Task: Retype the records below exactly as they appear, but leave out any pictures.

(Image boundary labeling items)
+ + + +
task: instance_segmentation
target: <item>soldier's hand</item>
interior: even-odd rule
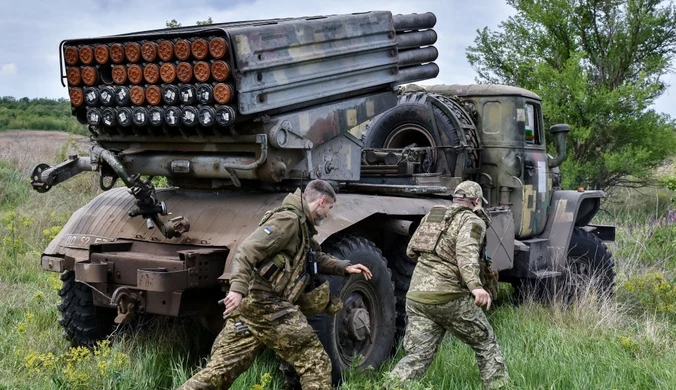
[[[482,307],[486,306],[486,310],[491,309],[491,294],[483,288],[475,288],[472,290],[472,295],[474,295],[474,304]]]
[[[362,264],[351,264],[345,267],[346,274],[364,274],[364,279],[369,280],[373,277],[371,270]]]
[[[240,303],[242,303],[242,294],[235,291],[230,291],[223,299],[223,304],[225,305],[225,311],[223,311],[223,315],[227,316],[232,313],[233,310],[239,307]]]

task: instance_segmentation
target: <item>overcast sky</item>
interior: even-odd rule
[[[436,47],[441,71],[426,83],[467,84],[475,73],[465,58],[476,30],[496,29],[512,9],[504,0],[0,0],[0,96],[68,97],[59,80],[59,43],[183,25],[326,15],[371,10],[437,16]],[[676,117],[676,76],[656,109]]]

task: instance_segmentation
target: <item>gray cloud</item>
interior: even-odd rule
[[[65,39],[183,25],[211,17],[214,22],[341,14],[370,10],[434,12],[439,40],[439,76],[430,83],[472,83],[475,72],[465,58],[476,30],[495,29],[512,9],[504,0],[25,0],[0,2],[0,96],[67,97],[59,80],[58,47]],[[676,77],[665,78],[676,84]],[[676,86],[655,105],[676,117],[671,103]]]

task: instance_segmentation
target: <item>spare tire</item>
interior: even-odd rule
+ + + +
Reply:
task: instance_segmentation
target: <item>soldier's hand</item>
interior: even-odd rule
[[[482,307],[486,306],[486,310],[491,309],[491,294],[483,288],[475,288],[472,290],[472,295],[474,295],[474,304]]]
[[[362,264],[351,264],[345,267],[346,274],[364,274],[364,279],[369,280],[373,277],[371,270]]]
[[[240,303],[242,303],[242,294],[235,291],[230,291],[223,299],[223,304],[225,305],[225,311],[223,311],[223,315],[227,316],[232,313],[233,310],[239,307]]]

task: instance_segmentation
target: <item>overcast sky</item>
interior: even-odd rule
[[[436,47],[441,71],[426,83],[467,84],[475,73],[465,58],[476,30],[496,29],[512,9],[504,0],[0,0],[0,96],[68,97],[59,80],[59,43],[183,25],[326,15],[371,10],[437,16]],[[676,117],[676,76],[656,109]]]

task: instance_segmentation
target: <item>gray cloud</item>
interior: even-odd rule
[[[65,39],[183,25],[211,17],[214,22],[341,14],[370,10],[434,12],[439,40],[439,76],[430,83],[472,83],[475,72],[465,58],[476,30],[495,29],[512,9],[504,0],[25,0],[0,2],[0,96],[67,97],[59,80],[58,47]],[[676,77],[665,78],[676,84]],[[676,86],[655,105],[676,117],[671,103]]]

task: instance_segmentation
target: <item>spare tire</item>
interior: even-odd rule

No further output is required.